-- start EXTRACTED TEXT --

Re: basic-hebrew RtL-space ? Combinable accents and vowels needed.

From: kefas (pmr@informatik.uni-frankfurt.de)
Date: Tue Nov 02 2004 - 09:58:24 CST

  • Next message: kefas: "Re: basic-hebrew RtL-space ?"

    RtL-characters are a major break-through in Unicode!
    Please see inserted remarks to your comments!

    On Monday 01 November 2004 10:16 pm, you wrote:
    > From: "kefas" <pmr@informatik.uni-frankfurt.de>
    >
    > > Inserting unicode/basic-hebrew reults in a
    > > convinient RtL, right-to-left, advance of the
    > > cursor, but the space-character jumps to the far
    > > right. Is there a RtL-space?
    > > In MS-Word and OpenOffice I can only change whole
    > > paragraphs to RtL-entry. But quoting just a few
    > > words in hebrew WITHIN a paragraph would be
    > > helpful to many.
    >
    > And this is what the embedding controls are made
    > for: - surround an RTL subtext (Hebrew, Arabic...)
    > within LTR paragraphs (Latin...) with a RLE/PDF
    > pair.
    > - souround an LTR subtext (Latin, ...) within RTL
    > paragraphs (Hebrew, ...) with a LRE/PDF pair.
    >
    > There's no need of a separate RTL space, given that
    > the regular ASCII SPACE (U+0020) character is used
    > within all RTL texts as the standard default word
    > separator, and it inherits it has a weak
    > directionality, that does not force a direction
    > break, but that his inherited from the surrounding
    > text.
    My view: The RtL and LtR -paragraph markers would not
    be needed any more, since at least the basic Hebrew
    characters are inserted and the cursor advanced to the
    left (no matter what paragraph). The SPace is
    bi-directional and in a LtR-paragraph after an
    RtL-word has been typed jumps to the far right
    (assuming that the next insert will be LtR), this is
    an irritation to me. Entering an R-letter it jumps
    back to the left of the R-word. A RtL-SPace would
    remouve this irritation.
    With my keyboar-layout I can type Latin text, press
    CAPSlock, write a few RtL-words and continue after
    CAPSunlock with L-text. I don't need to let go of the
    keyboard to touch the mouse, change
    paragraph-settings, fonts etc. any more (I considered
    these a big waste of time 'till now).
    Also I tried it in WordPad and it works the same there.
    I consider the R-letters in the Unicode a major
    advance, and just need an extra R-space.

-- end EXTRACTED TEXT --
-- start SUPPLIED DATA --

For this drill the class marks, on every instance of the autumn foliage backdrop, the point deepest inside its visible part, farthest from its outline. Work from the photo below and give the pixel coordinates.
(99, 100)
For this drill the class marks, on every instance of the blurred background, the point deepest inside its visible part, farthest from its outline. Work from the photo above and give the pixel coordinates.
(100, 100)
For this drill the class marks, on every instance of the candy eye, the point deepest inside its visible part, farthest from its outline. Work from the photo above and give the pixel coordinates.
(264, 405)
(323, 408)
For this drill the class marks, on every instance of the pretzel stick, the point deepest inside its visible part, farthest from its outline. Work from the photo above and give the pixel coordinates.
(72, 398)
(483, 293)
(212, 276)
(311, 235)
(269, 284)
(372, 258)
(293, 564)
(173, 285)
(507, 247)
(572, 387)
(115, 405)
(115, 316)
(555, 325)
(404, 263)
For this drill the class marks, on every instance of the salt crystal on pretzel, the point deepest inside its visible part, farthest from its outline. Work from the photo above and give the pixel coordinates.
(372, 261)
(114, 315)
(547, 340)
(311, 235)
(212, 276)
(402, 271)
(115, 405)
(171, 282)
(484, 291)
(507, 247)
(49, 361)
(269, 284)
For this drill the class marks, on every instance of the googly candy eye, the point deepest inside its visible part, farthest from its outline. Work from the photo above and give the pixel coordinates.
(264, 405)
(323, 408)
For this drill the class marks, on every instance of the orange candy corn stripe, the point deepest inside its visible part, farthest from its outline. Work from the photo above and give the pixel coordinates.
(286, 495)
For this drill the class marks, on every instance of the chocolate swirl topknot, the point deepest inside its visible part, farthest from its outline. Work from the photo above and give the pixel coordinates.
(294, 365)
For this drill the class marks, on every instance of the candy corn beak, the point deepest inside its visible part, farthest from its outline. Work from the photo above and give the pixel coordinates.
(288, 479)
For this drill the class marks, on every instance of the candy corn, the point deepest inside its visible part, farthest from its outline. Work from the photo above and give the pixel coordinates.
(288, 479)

-- end SUPPLIED DATA --

[WORK TO COMPLETE]
a. Rewrite the paragraph of the Hebrew right-to-left message that begins "And this is what the embedding controls are made for" as a brief bulleted list that keeps its main facts.
b. Write the next part of the Hebrew right-to-left message, starting right after its final sentence.
The lines have no connection to the message about typing Hebrew right to left.

[SET OF ANSWERS]
a.
- Embedding controls handle mixed-direction text.
- Right-to-left text (Hebrew, Arabic) inside a left-to-right paragraph (Latin) goes between an RLE/PDF pair.
- Left-to-right text (Latin) inside a right-to-left paragraph (Hebrew) goes between an LRE/PDF pair.

b.
    Alternatively I would like the CAPSlock to change the
    default to RtL and the CAPSunlock back to LtR but
    without throwing the R-text to the other end of the
    paragraph (which it occasionally does when clicking on
    the LtR-paragraph sign.

    More on Hebrew:
     
    Meteg,Ethnachta and most accents need to be combinable
    with vowel-points in arbitrary order (Meteg sometimes
    right of the vowel).

    You can't at present even copy the first Word of the
    Hebrew biible, b:resheeth , (typing B+ dagesh. + shva:
    works nieetly, why not the also the other way around?
    they are on different parts: under and in the
    conconant)
    without running into this problem. The 1st sentence
    contains several more examples.

    >
    > A good question however is whever the space should
    > inherit its direction from the previous ctext or the
    > next one.
    > - If the previous text has a strong directionality,
    > then the space should inherit its direction. This
    > should be the case everytime you are entering text
    > with a space at end: it's very disturbing to see
    > this new space shift on the opposite side, when
    > entering some space-sparated hebrew words within a
    > Latin text, because the editor assumes that no more
    > Hebrew will be added on the same line (this causes
    > surprizing editing errors, for example when creating
    > a translation resource file where translated
    > resources are prefixed by an ASCII key, for example
    > when editing a .po file for GNU programs using
    > gettext()).
    > - If the previous text in the same paragraph has no
    > directionality, then it inherits its direction from
    > the text after it (if it has a strong
    > directionality);
    > - if this does not work then a global context for
    > the whole text should be used, or alternatively the
    > directionality of the end of the previous paragraph
    > (this influences where the cursor would go to align
    > such weakly-directed paragraph with the previous
    > paragraph, including the default start margin
    > position.)
    >
    > The regular Bidi algorithm should be used to render
    > a complete text, but strict Bidi rules should not be
    > obeyed everytime when composing a text, where the
    > current cursor position should act as a sentence
    > break with a strong inherited directionality: the
    > text can then be redirected at this position when
    > the cursor moves to other parts of the text.
    >
    > I don't think this is an issue of renderers but of
    > editors (notably in Notepad, where you won't know
    > exactly where to enter a space during edition,
    > unless you use the contextual menu that allows
    > switching the global default directionality, and
    > swap the alignment to the side margins; sometimes,
    > when you want to know where there are REL/RLE and
    > PDF Bidi controls, it's nearly impossible to
    > determine it vizually in Notepad, unless you use an
    > external tool such as native2ascii, from the Java
    > SDK, to change the encoding with clearly visible
    > marks). It's unfortunate, given that Notepad (since
    > Windows XP) offers you a directly accessible
    > contextual menu to enter Bidi controls and change
    > the global direction and alignment to side margins.
    > (But notepad has a "visible controls" editing mode,
    > to solve such ambiguities.)
    >
    > > Related: The other Hebrew characters in the
    > > alphabetic presentation forms insert themselves in
    > > LtR-fashion? Why this difference?
    > > I read about Logical and Visual entry, but don't
    > > see how that answers my 2 questions above.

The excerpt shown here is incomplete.